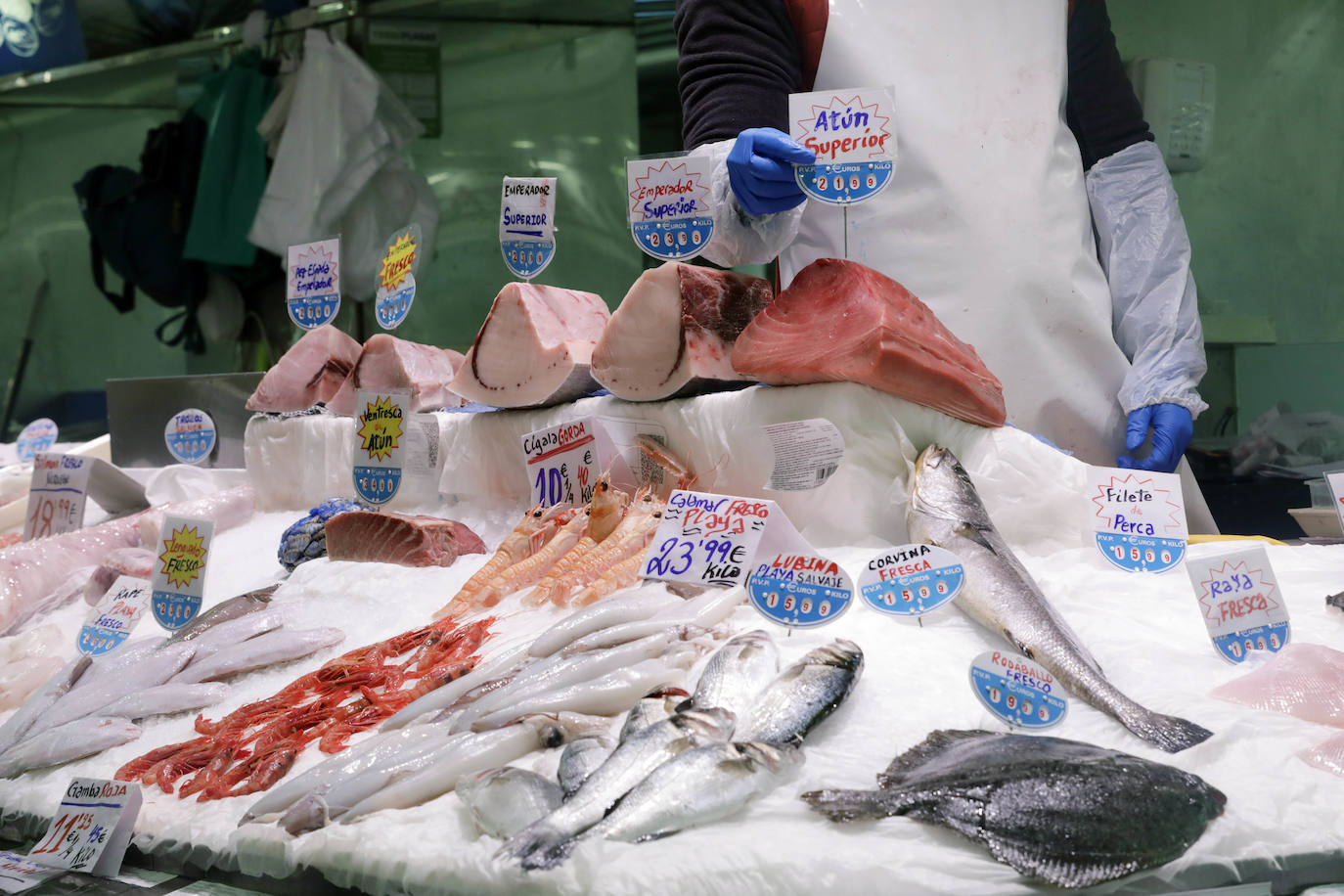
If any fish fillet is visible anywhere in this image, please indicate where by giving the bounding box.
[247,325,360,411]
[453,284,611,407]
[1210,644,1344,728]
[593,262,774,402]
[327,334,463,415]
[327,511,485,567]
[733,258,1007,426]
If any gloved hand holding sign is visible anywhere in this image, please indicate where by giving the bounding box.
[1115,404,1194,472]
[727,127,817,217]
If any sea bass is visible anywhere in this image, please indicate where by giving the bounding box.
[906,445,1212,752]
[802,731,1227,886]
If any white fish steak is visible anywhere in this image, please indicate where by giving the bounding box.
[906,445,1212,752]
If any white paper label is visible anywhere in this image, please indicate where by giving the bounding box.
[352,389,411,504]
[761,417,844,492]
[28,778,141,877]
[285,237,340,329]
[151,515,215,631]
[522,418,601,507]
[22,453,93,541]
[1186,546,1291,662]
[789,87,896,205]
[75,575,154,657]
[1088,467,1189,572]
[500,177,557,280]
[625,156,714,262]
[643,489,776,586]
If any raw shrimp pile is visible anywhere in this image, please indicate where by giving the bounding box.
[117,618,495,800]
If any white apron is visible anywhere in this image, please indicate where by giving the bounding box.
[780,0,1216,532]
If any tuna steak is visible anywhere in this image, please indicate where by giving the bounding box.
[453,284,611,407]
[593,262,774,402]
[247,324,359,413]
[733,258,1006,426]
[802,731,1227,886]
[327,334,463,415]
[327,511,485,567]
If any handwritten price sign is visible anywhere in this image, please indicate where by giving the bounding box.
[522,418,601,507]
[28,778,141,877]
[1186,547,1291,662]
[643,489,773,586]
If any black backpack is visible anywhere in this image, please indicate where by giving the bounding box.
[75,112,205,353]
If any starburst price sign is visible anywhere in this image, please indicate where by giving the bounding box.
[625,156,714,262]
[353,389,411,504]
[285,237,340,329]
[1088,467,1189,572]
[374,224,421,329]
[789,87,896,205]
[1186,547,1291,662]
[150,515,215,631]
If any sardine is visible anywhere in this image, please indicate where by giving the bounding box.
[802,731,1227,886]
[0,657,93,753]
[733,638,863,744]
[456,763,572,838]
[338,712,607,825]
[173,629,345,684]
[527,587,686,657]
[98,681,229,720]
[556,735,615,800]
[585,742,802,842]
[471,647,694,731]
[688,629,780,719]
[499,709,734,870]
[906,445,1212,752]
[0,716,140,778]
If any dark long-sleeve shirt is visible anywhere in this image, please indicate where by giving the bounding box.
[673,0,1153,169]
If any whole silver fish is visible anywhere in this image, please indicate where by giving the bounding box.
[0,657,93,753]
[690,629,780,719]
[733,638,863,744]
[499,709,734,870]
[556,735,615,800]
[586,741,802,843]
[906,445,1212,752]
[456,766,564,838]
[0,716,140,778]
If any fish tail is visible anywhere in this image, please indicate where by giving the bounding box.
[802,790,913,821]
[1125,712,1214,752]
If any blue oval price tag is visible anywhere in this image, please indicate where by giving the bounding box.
=======
(Problem to work on) Reproduce the full material exactly, excluding the pictures.

(Output)
If any fish fillet is visible anywhere in this image, please indicate where by giving the bounding box.
[247,325,360,411]
[453,284,611,407]
[1210,644,1344,728]
[593,262,774,402]
[327,334,463,415]
[327,511,485,567]
[733,258,1007,426]
If any gloved hand holding sign is visible anywhere in this image, please indicate where by giving the bounding box.
[1115,404,1194,472]
[727,127,817,217]
If any sea bass is visible anywhere in this image, please indicate where by giving the bounding box.
[906,445,1212,752]
[802,731,1227,886]
If any white fish steak is visible anywhere in this image, please indicate where by giving the bounding box.
[906,445,1212,752]
If any white paper label is visible anywhere in this image, please indicate where by giving the bounding box.
[352,389,411,504]
[761,417,844,492]
[28,778,141,877]
[285,237,340,329]
[151,515,215,631]
[522,418,601,507]
[22,453,93,541]
[1186,546,1291,662]
[789,87,896,205]
[75,575,154,657]
[1088,467,1189,572]
[500,177,557,280]
[625,156,714,262]
[643,489,776,586]
If any raw shrimp pile is visible anywhere in this image, please indicate where by giving the bounding box.
[117,618,495,800]
If any white apron is visible anywhere in this image, please indicate where by giving the bounding box.
[780,0,1216,532]
If any tuna steak is visible anywhere in this image, please indicate where by giving the bounding box.
[453,284,611,407]
[593,262,774,402]
[247,324,359,413]
[733,258,1006,426]
[802,731,1227,886]
[327,334,463,415]
[327,511,485,567]
If any handwritten price sign is visible anywhere in this image, please indicate where by giving the bounding box.
[522,418,601,507]
[28,778,141,877]
[1186,547,1291,662]
[643,489,773,586]
If any black backpack is visible anywhere in this image, please indicate where by giving the bounding box.
[75,112,205,353]
If any starburst price sign is visible anywhere in this image, please indicate where by giving the bounding box.
[625,156,714,262]
[353,389,411,504]
[285,237,340,329]
[1088,467,1189,572]
[374,224,421,329]
[789,87,896,205]
[1186,547,1291,662]
[150,515,215,631]
If any sardine is visible anywhere in this image, please indicate where by giving the bounding box.
[802,731,1227,886]
[0,657,93,753]
[733,638,863,744]
[456,763,572,838]
[338,712,607,825]
[173,629,345,684]
[527,587,686,657]
[98,681,229,720]
[556,735,615,800]
[585,742,802,842]
[471,647,694,731]
[688,629,780,719]
[499,709,734,870]
[906,445,1212,752]
[0,716,140,778]
If any dark long-sleeve shirt is visible anywhere in this image, please indicate where by giving the bounding box.
[673,0,1153,169]
If any whole silver fish is visible anywhere in this image, please indicate where by giving the bounding box.
[0,657,93,753]
[690,629,780,719]
[733,638,863,744]
[499,709,734,870]
[556,735,615,800]
[586,741,802,843]
[906,445,1212,752]
[456,766,564,838]
[0,716,140,778]
If any fish tail is visible anywhere in this image, please indicate where by giving the bounding box.
[802,790,913,821]
[1125,712,1214,752]
If any blue oval price tag is visible anywhere in this image, please indicate where by giving the bounding box.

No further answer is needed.